# [INSTRUCTION]
Count the lines in the following items that contain the word "below", treating uppercase and lowercase as distinct, and state only the resulting number.

# [INPUT ROWS]

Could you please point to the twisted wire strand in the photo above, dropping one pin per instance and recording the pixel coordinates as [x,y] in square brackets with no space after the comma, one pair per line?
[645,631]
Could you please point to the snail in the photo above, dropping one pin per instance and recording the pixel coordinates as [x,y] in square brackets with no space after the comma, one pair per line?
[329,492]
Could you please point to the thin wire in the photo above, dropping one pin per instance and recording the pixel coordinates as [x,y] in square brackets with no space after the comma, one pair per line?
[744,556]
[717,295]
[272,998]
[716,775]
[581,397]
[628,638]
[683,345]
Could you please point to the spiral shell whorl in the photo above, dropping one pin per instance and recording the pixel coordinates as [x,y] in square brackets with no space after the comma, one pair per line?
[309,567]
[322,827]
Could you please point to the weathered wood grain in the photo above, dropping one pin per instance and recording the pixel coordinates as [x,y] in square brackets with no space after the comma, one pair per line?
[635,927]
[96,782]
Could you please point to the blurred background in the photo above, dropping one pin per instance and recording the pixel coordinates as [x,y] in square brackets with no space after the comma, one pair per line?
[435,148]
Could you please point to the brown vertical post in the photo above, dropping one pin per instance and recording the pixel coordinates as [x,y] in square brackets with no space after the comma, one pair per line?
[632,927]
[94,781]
...
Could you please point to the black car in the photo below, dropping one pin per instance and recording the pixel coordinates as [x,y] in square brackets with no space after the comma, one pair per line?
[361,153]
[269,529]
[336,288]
---
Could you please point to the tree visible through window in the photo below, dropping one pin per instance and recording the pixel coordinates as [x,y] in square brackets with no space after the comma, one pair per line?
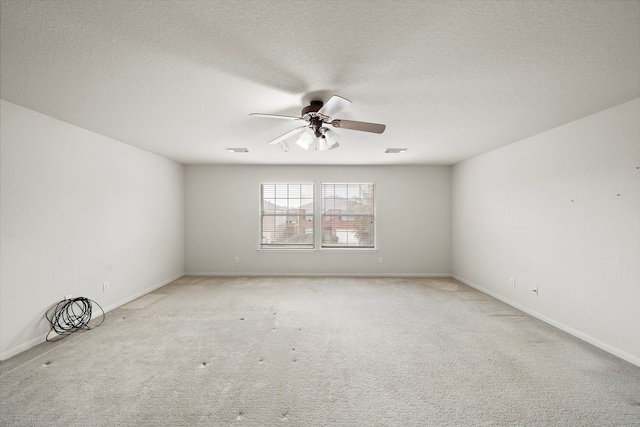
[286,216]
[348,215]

# [SOLUTION FOR THIS TASK]
2